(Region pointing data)

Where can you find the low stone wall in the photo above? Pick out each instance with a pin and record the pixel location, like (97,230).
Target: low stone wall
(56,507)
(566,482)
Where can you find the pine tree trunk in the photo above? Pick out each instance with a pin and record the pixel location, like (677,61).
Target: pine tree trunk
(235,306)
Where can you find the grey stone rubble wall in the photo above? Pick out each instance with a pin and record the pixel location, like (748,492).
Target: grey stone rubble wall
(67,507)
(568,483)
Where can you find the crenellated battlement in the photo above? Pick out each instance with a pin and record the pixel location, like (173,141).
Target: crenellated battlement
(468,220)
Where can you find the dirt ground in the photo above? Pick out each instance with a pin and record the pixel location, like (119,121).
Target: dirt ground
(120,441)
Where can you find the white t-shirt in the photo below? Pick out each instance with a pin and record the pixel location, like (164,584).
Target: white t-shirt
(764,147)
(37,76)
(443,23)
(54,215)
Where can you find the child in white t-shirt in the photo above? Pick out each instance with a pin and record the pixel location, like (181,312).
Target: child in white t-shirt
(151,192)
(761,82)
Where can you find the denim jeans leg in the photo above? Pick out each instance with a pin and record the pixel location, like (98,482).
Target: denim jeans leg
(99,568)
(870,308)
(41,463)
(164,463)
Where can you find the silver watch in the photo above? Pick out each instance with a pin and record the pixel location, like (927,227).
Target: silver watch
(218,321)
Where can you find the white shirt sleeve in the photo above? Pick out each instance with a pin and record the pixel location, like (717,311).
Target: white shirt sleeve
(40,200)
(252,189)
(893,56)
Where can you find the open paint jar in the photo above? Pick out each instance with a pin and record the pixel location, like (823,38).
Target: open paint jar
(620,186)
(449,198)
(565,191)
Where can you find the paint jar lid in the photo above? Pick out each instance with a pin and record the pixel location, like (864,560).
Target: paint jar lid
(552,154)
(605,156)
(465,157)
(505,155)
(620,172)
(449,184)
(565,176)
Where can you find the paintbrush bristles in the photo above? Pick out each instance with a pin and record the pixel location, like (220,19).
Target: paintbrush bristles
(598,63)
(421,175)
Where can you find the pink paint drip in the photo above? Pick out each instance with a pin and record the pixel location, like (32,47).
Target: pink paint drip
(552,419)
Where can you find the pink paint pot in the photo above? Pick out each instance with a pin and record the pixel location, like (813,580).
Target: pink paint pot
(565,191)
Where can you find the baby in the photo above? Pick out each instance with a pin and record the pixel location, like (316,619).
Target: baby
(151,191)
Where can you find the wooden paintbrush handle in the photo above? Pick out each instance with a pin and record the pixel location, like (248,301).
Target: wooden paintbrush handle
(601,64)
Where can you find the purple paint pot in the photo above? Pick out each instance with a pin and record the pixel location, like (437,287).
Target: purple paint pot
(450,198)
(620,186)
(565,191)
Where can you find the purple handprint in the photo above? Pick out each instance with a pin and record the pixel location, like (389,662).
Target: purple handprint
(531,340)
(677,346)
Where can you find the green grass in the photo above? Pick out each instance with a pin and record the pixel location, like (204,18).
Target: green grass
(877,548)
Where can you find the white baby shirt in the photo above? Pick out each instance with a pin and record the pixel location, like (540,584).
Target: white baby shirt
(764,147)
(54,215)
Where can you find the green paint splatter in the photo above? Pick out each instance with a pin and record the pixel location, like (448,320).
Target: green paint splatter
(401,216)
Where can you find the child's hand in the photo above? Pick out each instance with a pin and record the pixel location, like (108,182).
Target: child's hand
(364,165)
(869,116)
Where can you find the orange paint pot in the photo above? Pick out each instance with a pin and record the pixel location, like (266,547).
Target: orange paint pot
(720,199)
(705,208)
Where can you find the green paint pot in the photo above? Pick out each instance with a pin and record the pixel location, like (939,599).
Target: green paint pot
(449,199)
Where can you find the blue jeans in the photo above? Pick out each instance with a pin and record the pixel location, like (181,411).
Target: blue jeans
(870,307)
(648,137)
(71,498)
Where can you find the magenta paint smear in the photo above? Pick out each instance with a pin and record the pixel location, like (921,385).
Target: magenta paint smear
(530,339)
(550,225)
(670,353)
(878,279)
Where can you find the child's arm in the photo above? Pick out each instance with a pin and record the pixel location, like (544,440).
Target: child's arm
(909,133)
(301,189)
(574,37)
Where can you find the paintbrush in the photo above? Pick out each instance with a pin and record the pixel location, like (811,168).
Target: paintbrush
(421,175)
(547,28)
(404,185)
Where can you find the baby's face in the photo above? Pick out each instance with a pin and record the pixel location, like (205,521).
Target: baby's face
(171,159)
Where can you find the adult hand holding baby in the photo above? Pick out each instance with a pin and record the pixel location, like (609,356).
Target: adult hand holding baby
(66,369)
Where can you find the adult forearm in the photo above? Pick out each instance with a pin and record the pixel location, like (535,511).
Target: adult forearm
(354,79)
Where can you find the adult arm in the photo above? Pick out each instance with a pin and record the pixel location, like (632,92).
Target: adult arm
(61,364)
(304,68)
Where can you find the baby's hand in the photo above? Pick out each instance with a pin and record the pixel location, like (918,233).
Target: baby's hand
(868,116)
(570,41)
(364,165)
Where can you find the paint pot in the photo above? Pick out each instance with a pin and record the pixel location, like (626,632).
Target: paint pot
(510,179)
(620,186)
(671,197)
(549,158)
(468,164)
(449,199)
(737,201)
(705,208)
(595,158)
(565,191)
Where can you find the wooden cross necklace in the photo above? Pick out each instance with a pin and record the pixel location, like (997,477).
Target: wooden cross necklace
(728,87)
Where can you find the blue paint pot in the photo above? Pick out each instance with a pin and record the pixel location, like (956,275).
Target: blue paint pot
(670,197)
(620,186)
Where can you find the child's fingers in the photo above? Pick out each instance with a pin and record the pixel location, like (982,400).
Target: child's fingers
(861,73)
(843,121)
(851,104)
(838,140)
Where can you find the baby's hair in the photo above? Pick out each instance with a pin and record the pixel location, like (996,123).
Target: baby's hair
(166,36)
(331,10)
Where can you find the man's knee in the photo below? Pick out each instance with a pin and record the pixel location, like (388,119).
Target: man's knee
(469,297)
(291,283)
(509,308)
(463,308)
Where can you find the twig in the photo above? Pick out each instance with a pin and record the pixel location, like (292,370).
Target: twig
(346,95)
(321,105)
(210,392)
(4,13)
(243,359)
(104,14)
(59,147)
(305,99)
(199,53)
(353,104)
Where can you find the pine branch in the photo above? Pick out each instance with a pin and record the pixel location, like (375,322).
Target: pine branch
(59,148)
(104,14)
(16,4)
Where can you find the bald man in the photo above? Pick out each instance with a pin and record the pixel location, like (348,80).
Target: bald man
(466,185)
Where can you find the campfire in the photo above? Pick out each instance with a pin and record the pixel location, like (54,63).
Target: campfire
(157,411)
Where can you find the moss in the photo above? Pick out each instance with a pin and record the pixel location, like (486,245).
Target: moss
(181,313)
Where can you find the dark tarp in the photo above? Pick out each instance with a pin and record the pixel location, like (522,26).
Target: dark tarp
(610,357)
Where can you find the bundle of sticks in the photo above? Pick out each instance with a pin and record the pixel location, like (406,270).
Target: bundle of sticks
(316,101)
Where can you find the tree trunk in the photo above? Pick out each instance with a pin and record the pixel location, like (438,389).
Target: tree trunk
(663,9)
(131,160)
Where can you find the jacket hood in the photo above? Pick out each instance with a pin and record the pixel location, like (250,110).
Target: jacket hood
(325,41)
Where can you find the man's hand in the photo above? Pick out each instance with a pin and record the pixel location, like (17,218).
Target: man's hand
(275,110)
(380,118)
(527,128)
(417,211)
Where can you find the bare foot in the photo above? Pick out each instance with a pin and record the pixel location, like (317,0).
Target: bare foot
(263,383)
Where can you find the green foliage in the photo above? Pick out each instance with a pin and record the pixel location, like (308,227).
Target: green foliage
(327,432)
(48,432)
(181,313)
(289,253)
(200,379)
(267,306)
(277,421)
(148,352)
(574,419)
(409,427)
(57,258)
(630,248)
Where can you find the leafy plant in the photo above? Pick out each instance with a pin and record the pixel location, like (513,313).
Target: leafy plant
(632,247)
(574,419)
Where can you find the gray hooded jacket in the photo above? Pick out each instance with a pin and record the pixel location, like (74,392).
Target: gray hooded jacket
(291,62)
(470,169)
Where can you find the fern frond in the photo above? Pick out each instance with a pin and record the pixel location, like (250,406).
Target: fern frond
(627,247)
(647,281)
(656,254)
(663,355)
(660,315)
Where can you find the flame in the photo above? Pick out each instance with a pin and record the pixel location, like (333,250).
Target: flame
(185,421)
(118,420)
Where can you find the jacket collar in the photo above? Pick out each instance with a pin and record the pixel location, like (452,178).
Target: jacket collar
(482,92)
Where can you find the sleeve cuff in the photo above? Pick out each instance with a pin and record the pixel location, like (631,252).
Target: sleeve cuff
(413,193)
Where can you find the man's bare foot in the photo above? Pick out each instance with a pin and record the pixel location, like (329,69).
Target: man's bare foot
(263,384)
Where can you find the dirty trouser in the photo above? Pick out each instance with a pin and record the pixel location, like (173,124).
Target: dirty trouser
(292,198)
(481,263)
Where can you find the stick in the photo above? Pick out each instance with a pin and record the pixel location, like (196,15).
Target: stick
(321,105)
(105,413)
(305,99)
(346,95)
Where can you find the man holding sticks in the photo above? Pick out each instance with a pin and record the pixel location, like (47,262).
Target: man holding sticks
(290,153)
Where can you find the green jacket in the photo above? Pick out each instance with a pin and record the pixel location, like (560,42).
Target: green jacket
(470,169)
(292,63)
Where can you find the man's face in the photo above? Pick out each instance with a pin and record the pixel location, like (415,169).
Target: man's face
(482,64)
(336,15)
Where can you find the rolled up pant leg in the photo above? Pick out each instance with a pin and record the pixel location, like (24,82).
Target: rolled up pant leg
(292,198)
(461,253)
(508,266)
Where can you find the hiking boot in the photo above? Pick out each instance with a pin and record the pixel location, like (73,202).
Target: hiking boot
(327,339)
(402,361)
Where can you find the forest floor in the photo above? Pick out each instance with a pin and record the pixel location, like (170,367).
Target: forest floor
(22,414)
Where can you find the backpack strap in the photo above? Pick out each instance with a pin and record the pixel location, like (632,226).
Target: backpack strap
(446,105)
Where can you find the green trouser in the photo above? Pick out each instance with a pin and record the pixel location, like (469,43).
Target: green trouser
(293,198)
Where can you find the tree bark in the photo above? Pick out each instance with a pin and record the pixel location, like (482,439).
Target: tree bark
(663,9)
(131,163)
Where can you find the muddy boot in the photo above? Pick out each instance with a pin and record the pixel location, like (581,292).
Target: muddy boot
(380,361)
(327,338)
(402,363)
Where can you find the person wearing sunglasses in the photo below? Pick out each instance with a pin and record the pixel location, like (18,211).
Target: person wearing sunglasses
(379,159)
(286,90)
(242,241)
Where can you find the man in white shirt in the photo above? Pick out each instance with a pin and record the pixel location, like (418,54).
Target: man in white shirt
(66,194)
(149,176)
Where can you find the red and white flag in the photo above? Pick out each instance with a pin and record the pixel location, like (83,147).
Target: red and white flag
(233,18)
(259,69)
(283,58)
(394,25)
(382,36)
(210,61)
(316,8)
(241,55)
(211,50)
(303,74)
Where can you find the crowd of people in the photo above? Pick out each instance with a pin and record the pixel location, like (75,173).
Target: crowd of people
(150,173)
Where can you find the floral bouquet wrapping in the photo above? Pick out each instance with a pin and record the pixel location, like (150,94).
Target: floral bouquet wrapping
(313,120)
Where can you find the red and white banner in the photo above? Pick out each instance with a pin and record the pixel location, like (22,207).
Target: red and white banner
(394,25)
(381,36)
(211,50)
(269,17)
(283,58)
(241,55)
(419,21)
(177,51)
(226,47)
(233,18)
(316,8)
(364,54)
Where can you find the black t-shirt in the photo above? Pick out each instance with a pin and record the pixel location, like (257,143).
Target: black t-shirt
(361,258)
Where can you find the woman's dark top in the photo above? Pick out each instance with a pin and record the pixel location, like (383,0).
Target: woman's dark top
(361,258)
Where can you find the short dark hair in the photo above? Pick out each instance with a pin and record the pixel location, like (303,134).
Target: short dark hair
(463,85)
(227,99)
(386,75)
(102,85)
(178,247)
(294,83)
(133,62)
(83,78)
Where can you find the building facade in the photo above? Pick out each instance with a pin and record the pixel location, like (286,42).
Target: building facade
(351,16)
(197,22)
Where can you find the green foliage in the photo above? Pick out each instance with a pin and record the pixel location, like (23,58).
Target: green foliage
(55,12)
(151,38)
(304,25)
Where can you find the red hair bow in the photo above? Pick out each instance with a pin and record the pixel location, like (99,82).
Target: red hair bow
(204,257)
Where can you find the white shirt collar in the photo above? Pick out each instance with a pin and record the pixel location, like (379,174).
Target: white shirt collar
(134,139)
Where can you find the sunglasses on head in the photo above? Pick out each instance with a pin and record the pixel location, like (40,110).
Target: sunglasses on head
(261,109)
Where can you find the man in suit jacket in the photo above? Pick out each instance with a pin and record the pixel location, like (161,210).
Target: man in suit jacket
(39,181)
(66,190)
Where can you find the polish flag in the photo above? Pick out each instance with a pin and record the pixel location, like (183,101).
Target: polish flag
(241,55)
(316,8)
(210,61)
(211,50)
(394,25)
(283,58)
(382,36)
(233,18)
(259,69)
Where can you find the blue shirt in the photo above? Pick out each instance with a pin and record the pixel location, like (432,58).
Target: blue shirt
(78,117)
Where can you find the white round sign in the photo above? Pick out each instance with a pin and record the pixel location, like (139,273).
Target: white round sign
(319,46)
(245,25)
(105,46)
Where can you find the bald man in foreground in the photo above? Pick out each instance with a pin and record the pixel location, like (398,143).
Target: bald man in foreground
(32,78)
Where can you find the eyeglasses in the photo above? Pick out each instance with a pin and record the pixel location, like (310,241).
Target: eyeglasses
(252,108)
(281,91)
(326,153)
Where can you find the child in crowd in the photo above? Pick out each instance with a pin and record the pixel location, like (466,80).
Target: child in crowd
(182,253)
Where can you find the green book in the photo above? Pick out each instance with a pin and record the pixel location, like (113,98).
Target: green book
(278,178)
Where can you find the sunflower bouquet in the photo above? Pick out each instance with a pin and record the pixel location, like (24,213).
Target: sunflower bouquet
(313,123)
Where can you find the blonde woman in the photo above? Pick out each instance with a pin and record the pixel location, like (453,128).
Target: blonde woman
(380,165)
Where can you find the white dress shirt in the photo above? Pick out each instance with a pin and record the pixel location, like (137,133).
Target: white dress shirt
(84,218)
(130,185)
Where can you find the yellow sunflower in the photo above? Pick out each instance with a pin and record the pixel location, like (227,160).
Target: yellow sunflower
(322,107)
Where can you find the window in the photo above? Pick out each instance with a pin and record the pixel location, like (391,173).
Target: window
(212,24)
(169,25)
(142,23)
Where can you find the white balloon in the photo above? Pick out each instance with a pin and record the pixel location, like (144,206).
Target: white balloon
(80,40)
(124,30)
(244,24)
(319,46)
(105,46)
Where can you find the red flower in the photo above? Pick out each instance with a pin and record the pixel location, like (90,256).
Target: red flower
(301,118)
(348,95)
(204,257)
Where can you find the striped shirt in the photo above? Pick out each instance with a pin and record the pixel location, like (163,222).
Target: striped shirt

Activity:
Match on "striped" and report each line of the data above that has it.

Response for this exercise:
Where can you find the striped shirt in the photo above? Pick out each instance with a pin and record the pixel location, like (163,222).
Target: striped shirt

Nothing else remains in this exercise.